*** Information shown

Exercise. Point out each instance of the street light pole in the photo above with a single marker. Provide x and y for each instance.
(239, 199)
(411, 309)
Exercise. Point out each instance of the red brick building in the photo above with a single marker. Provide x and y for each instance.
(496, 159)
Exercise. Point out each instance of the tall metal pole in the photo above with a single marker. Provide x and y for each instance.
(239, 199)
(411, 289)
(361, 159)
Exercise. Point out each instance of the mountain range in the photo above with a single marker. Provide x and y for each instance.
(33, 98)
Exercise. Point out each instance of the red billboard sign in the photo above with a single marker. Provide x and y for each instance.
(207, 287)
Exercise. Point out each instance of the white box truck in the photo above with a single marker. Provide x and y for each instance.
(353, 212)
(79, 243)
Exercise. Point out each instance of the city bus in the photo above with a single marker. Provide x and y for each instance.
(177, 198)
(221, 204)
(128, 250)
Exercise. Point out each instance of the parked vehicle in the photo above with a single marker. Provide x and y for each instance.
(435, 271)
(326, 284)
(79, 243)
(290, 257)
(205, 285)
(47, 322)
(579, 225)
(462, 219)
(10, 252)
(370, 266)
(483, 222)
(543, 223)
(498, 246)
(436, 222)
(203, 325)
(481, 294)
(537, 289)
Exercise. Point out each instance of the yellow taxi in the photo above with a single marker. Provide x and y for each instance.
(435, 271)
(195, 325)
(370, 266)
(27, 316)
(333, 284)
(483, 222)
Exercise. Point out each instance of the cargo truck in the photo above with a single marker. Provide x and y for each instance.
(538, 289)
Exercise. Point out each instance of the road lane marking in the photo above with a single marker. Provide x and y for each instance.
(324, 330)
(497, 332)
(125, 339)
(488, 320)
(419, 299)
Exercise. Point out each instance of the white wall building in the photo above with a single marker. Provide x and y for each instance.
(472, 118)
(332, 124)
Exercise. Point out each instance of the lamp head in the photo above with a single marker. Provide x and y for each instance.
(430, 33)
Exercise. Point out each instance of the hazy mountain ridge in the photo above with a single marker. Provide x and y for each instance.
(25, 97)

******
*** Information shown

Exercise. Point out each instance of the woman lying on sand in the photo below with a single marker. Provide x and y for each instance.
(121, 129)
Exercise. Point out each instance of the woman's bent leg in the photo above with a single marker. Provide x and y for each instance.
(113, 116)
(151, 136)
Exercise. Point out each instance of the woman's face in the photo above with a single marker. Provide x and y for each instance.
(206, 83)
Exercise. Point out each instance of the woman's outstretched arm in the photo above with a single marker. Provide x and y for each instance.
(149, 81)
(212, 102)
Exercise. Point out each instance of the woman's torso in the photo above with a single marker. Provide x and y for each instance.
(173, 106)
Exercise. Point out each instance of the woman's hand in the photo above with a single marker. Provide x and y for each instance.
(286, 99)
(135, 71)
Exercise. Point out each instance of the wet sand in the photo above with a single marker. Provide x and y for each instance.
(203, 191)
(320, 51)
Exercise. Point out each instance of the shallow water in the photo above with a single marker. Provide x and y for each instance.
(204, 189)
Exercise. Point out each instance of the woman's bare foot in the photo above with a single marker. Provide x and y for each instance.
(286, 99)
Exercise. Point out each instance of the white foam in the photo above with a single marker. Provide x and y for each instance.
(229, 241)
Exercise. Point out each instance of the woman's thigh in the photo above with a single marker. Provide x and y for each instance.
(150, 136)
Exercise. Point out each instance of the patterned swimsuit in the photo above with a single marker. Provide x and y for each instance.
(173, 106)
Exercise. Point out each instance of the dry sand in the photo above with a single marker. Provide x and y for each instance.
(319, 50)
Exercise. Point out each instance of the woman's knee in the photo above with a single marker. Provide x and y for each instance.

******

▶ **Task directions**
Here the job is to set down exactly the lines of the material above that fall between the one with "Exercise. Point out each instance of the patterned" and the one with "Exercise. Point out each instance of the woman's knee", inclusive, and nothing beyond them.

▶ **Task solution**
Exercise. Point out each instance of the patterned swimsuit in the photo above with a single marker. Provide x and y for each instance.
(173, 106)
Exercise. Point out each instance of the dry sand in the photo above with a single marker. Provide x and y for each instance.
(319, 50)
Exercise. Point out each instance of the woman's knee in the photo above with a single marker. Provide x and y for each instance.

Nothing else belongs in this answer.